* **Text zum Lesen**:
----------

Roman | Jaroslav Rudiš: Winterbergs letzte Reise
Die wechselvolle Vergangenheit Mitteleuropas wird zum zentralen Thema von Winterbergs letzter Reise, mal melancholisch grundiert, mal tragikomisch inszeniert. Ein altersschwacher Greis mit manischer Leidenschaft für Geschichte, ein tschechischer Krankenpfleger mit dubiosem Lebenslauf und ein antiquarischer Baedeker aus dem letzten Jahrhundert sind die Ingredienzien von Jaroslav Rudiš erstem Roman in deutscher Sprache. INGEBORG JAISER ist mit dem Finger auf der Landkarte mitgereist.
Wenzel Winterberg war der letzte Straßenbahnfahrer West-Berlins und hat mit seinen 99 Jahren drei Ehefrauen überlebt – und drei Schlaganfälle. Im Hinterzimmer seiner großzügigen Altbauwohnung schlummert eine riesige Modelleisenbahn, Größe H0, die »königliche Spurweite«, erbaut nach den Vorlagen eines Baedekers aus dem Jahre 1913. Zu ihrer Fertigstellung wird es kaum mehr kommen, denn nach dem letzten Schlaganfall liegt Winterberg apathisch und komatös im Bett.
Da wird ihm Jan Kraus an die Seite gestellt, ein privater tschechischer Krankenpfleger und Sterbebegleiter mit zweifelhafter Vita, latenter Raucher und Alkoholiker obendrauf. Etliche Menschen hat Kraus schon bei der »Überfahrt« (wie er es nennt) begleitet, doch unter seiner fürsorglichen Ägide schwingt sich Winterberg zu ungeahnten, neuen Lebenskräften auf. Er hat noch eine letzte Reise anzutreten und dabei soll Kraus ihn begleiten.
Stöpsel raus, Luft raus
So startet das ungleiche Paar eine wahre Tour de Force von Berlin in Richtung Sarajevo – über Böhmen, Pilsen, Linz, Wien, Brünn, Budapest und Zagreb, natürlich mit dem Zug und bewaffnet mit dem Baedeker Oesterreich-Ungarn, Neunundzwanzigste Auflage, Leipzig, 1913 (der letzten Ausgabe vor dem 1. Weltkrieg). Daraus skandiert, zitiert, deklamiert Winterberg unaufhörlich.

----------

* **Entnommene Angaben**:
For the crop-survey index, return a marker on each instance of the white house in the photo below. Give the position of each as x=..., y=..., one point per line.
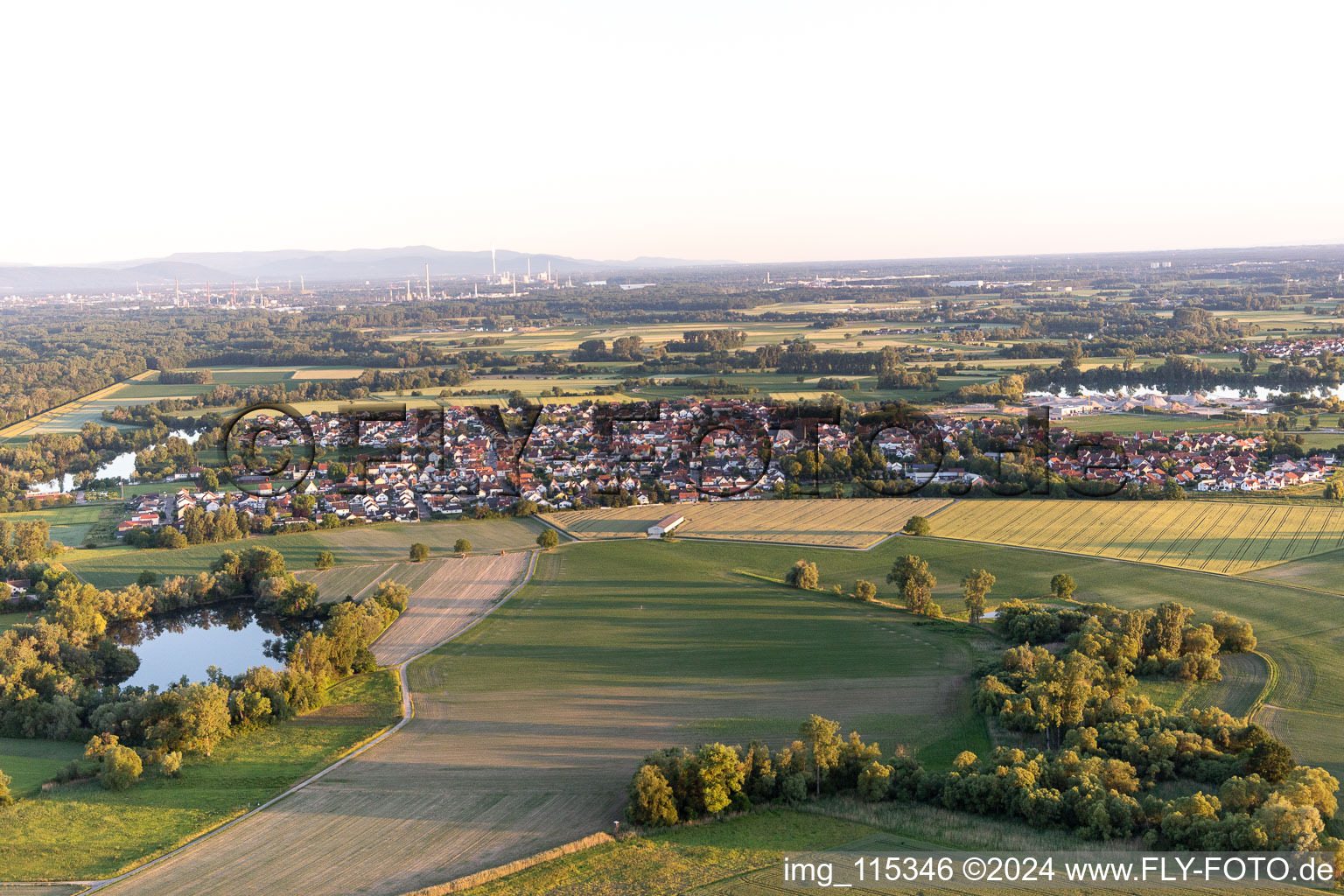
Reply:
x=666, y=524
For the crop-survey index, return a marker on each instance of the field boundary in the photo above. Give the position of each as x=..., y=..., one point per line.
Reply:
x=23, y=426
x=499, y=872
x=408, y=713
x=1270, y=684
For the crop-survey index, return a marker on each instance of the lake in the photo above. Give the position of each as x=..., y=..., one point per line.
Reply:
x=233, y=637
x=120, y=468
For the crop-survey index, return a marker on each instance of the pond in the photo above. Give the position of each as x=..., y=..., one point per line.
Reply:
x=118, y=468
x=233, y=637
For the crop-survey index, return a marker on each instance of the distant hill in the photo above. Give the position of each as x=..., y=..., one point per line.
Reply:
x=313, y=266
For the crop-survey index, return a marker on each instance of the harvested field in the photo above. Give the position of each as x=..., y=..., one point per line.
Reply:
x=356, y=546
x=339, y=584
x=445, y=597
x=1208, y=536
x=47, y=421
x=528, y=725
x=852, y=522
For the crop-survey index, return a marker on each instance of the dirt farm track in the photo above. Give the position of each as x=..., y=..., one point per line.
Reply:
x=366, y=826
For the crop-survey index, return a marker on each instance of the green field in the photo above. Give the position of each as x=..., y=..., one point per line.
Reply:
x=857, y=522
x=80, y=830
x=1245, y=677
x=1208, y=536
x=383, y=543
x=69, y=524
x=32, y=763
x=529, y=724
x=669, y=863
x=534, y=720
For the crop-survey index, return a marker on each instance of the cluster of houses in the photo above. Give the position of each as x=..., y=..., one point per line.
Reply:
x=1203, y=461
x=1288, y=348
x=440, y=465
x=1201, y=404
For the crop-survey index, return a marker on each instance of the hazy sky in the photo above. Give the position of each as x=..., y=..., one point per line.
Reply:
x=752, y=132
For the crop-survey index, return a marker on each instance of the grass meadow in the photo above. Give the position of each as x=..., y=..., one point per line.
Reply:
x=382, y=543
x=857, y=522
x=528, y=725
x=80, y=830
x=69, y=524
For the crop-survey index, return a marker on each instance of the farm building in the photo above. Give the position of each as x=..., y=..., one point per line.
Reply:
x=666, y=526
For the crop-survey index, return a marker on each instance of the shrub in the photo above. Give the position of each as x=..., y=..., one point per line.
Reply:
x=651, y=798
x=171, y=765
x=393, y=595
x=802, y=575
x=365, y=662
x=794, y=788
x=874, y=782
x=122, y=767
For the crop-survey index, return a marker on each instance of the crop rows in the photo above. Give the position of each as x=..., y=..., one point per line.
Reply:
x=1208, y=536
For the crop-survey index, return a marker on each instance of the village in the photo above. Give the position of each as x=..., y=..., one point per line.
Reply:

----------

* **Arbeitsanweisungen**:
1 - Warum wird die Modelleisenbahn laut der Buchbesprechung wohl nicht mehr fertig? Antworte in ein bis drei Sätzen.
2 - Führe die Buchbesprechung zu Winterbergs letzter Reise im Anschluss an ihren letzten Satz weiter.
Das Material stammt aus einer anderen Quelle.

* **Lösungen**:
1 - Winterberg liegt nach seinem letzten Schlaganfall apathisch und komatös im Bett. Deshalb wird es zur Fertigstellung der Modelleisenbahn im Hinterzimmer kaum mehr kommen.

2 -
Mal herrisch und aufbrausend, wenn er der Meinung ist, sein Gegenüber blicke geschichtlich nicht durch. Mal verwirrt und zerstreut, wenn er einen seiner »historischen Anfälle« erleidet und danach fast kollabiert, erschöpft von zu viel Geschichte und Geschichten. »Stöpsel raus. Luft raus. Augen zu. Gute Nacht.«
The beautiful landscapes of battlefields
Fast schwinden einem allein schon beim Lesen die Sinne, angesichts der Überfülle an geographischen, gastronomischen, geschichtlichen Details. Wenn Winterberg übers verschneite Schlachtfeld von Königgrätz stolpert und mit »the beautiful landscapes of battlefields, cemetaries and ruins« immer wieder einen Engländer zitiert, wenn er auf einer Trauerfeier im tschechischen Outback einen entfernten deutschen Verwandten mimt, glaubt man sich geradewegs in eine tragikomische Schwejkiade versetzt.
Dafür müssen Unmengen an Schnitzel, Knödel und Bier vertilgt werden, um diese Reise durch die ehemalige k.uk.-Monarchie als eine verspätete Hochzeitsreise zu verstehen. Doch nicht nur Winterberg trauert seiner großen Liebe Lenka Morgenstern nach, auch Kraus leidet an der eigenen Vergangenheit. Doch die muss eher geheim bleiben.
Überschienung der Alpen
Der tschechische Autor Jaroslav Rudiš, selbst passionierter Zugfahrer und bekennender Biertrinker, hat mit Winterbergs letzte Reise seinen ersten Roman in deutscher Sprache verfasst, nachdem er bereits als Journalist, Drehbuchautor, Dramatiker und Frontmann der Kafka Band für Furore gesorgt hat. Selbst aus einer Eisenbahnerfamilie stammend, scheint Rudiš das Unterwegssein, die Rastlosigkeit mit der Muttermilch aufgesogen zu haben. Selbstverständlich hat er viele Stationen und Schauplätze seines Romans auch selbst besucht und fotografiert (#winterbergsletztereise). Auf den Vorsatzblättern des Buches kann man das grenzüberschreitende Schienennetz bestaunen.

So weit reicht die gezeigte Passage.